DIRECTIVE:
Pull out every line in the material below that contains the word "flower", and copy each one in full.

(Data records)
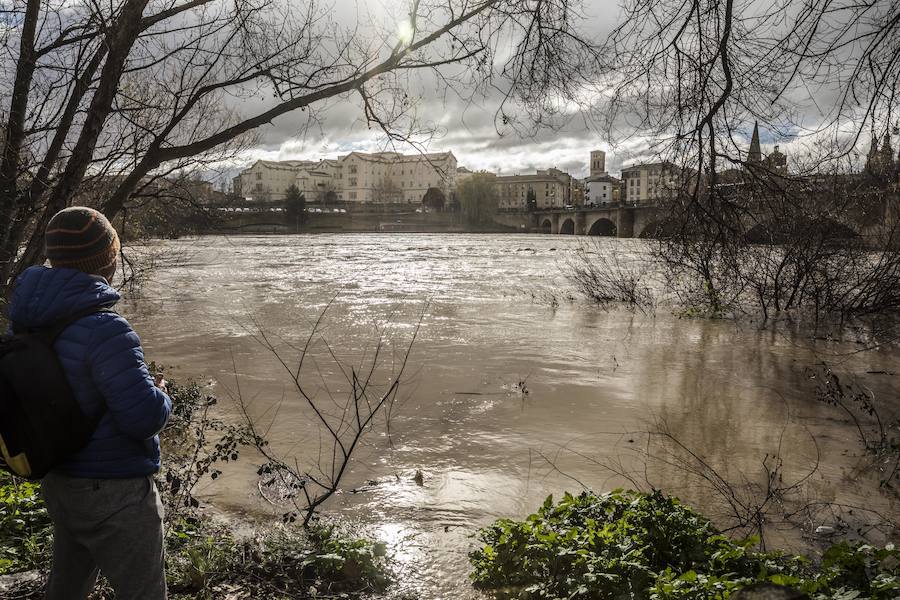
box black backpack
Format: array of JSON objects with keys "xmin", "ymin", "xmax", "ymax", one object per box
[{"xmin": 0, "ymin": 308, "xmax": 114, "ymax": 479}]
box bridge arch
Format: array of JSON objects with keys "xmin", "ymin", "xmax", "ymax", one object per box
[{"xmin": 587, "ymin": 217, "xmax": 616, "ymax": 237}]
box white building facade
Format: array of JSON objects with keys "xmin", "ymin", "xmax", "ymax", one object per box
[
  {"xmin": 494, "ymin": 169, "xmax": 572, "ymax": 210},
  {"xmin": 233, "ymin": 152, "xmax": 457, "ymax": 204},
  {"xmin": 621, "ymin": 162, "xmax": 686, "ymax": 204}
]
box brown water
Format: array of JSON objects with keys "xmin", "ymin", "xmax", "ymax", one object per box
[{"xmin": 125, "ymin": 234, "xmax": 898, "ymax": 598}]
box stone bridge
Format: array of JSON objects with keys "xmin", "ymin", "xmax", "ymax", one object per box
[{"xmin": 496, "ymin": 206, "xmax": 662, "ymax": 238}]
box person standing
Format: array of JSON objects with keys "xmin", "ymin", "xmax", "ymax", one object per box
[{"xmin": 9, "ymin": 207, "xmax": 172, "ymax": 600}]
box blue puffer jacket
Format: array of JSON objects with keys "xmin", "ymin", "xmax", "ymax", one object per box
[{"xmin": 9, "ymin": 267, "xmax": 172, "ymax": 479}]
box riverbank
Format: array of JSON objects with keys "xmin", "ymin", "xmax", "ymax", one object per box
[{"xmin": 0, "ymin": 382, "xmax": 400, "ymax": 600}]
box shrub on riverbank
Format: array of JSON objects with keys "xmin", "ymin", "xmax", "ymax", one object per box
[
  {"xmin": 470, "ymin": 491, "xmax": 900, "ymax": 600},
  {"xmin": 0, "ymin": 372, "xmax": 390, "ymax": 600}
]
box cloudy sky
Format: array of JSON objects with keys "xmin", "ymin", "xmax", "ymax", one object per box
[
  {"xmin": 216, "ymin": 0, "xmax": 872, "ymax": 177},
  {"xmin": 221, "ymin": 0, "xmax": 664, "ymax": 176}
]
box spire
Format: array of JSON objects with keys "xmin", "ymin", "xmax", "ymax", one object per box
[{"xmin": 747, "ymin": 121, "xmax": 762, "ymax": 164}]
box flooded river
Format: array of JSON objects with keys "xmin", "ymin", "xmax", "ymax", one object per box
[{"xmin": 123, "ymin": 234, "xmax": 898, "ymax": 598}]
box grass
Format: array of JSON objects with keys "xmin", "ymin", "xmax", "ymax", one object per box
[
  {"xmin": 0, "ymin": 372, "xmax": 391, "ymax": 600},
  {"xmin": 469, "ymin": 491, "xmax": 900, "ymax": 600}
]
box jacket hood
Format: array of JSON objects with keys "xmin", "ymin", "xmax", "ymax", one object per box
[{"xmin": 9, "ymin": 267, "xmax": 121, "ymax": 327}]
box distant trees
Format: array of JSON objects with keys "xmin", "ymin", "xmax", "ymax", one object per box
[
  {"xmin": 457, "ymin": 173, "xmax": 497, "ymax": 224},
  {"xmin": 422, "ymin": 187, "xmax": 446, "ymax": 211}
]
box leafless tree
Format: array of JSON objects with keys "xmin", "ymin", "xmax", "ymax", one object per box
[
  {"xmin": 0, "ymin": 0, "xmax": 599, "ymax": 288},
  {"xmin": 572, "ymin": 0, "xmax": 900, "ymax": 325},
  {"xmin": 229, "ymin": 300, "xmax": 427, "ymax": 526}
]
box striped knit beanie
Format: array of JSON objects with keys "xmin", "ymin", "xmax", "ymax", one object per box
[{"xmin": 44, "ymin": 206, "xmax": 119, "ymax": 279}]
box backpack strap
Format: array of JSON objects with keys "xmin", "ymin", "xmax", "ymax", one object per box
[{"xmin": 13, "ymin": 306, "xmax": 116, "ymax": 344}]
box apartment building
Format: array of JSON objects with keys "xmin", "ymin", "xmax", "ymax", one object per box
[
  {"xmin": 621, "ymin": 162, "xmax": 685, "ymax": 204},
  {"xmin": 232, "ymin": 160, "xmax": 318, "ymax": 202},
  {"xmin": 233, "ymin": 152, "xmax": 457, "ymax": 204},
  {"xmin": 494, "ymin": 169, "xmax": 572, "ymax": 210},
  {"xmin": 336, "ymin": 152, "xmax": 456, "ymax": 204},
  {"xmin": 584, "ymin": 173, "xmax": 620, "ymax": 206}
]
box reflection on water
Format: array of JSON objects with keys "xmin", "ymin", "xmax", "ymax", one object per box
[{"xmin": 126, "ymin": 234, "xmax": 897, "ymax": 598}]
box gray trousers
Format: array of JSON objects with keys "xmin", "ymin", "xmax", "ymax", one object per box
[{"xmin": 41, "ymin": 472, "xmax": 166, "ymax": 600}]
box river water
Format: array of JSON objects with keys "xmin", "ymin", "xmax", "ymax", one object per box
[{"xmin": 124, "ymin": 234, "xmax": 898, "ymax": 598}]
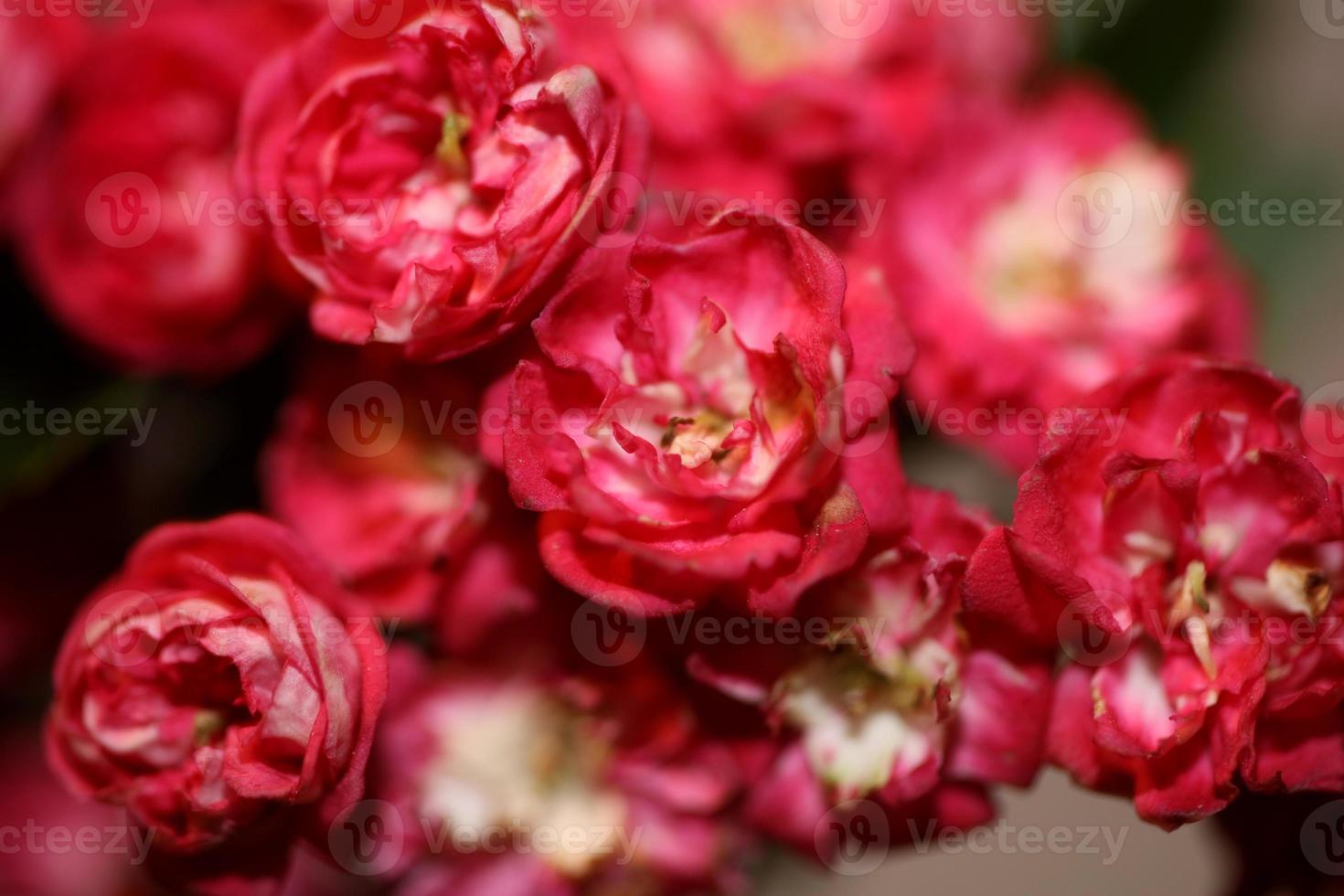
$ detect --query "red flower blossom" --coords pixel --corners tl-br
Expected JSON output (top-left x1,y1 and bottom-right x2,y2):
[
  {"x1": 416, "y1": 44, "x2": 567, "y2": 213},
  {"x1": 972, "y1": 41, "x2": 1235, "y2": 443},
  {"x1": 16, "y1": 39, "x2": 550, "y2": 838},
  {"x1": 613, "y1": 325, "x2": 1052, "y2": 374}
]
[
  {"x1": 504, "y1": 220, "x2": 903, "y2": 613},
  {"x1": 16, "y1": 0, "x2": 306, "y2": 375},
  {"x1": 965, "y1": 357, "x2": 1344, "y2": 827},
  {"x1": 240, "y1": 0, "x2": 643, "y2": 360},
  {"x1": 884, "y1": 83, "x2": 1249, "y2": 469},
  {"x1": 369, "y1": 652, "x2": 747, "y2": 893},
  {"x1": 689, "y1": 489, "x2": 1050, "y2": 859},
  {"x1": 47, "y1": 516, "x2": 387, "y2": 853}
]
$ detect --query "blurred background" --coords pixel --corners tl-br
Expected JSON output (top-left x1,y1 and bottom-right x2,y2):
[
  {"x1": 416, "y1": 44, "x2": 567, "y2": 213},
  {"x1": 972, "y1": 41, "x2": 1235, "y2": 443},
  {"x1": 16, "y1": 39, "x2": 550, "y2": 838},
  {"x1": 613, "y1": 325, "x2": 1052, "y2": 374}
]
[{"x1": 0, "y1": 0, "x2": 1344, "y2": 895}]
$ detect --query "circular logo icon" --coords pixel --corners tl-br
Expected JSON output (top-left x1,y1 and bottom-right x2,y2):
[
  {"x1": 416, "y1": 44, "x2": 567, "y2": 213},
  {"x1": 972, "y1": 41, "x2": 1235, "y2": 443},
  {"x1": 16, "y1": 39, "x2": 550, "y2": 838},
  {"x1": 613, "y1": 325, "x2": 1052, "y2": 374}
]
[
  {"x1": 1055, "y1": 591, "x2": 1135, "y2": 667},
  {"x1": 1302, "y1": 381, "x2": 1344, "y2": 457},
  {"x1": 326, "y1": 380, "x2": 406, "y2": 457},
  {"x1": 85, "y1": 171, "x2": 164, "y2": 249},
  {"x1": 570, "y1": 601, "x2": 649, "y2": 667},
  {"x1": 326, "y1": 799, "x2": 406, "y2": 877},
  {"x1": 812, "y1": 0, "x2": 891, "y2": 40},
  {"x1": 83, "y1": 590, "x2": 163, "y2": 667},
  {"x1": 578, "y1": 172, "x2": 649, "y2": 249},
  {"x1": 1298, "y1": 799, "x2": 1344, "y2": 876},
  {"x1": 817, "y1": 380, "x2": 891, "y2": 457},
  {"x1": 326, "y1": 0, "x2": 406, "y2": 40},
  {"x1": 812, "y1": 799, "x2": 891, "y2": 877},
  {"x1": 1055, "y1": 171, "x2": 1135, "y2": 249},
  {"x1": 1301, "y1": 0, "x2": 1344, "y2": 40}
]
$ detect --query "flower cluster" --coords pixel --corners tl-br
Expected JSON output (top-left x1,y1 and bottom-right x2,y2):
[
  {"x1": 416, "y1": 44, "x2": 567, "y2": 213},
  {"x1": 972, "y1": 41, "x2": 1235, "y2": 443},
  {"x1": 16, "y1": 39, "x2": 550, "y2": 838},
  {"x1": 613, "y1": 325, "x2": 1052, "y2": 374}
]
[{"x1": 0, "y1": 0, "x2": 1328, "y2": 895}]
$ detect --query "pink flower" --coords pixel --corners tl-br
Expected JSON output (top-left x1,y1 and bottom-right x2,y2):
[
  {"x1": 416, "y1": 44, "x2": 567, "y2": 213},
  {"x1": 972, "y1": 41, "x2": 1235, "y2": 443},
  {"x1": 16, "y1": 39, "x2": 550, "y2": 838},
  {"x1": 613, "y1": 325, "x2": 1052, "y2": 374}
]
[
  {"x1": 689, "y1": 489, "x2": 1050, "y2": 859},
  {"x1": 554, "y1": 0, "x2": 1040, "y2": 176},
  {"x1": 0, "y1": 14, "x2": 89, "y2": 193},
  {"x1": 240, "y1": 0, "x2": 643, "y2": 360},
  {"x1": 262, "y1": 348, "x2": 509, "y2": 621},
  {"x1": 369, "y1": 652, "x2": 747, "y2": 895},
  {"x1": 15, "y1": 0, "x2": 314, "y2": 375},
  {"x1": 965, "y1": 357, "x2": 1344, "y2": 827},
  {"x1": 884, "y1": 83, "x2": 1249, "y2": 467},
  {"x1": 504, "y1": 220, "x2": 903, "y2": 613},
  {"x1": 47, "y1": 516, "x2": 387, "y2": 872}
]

ANSWER FOR THIS EXERCISE:
$ detect --query "red flower blossom" --coords pixel --corners tl-br
$ detect --query "flower cluster" --coords pixel --corners tl-br
$ detect --query "pink flower" --coords pixel --corners tl-br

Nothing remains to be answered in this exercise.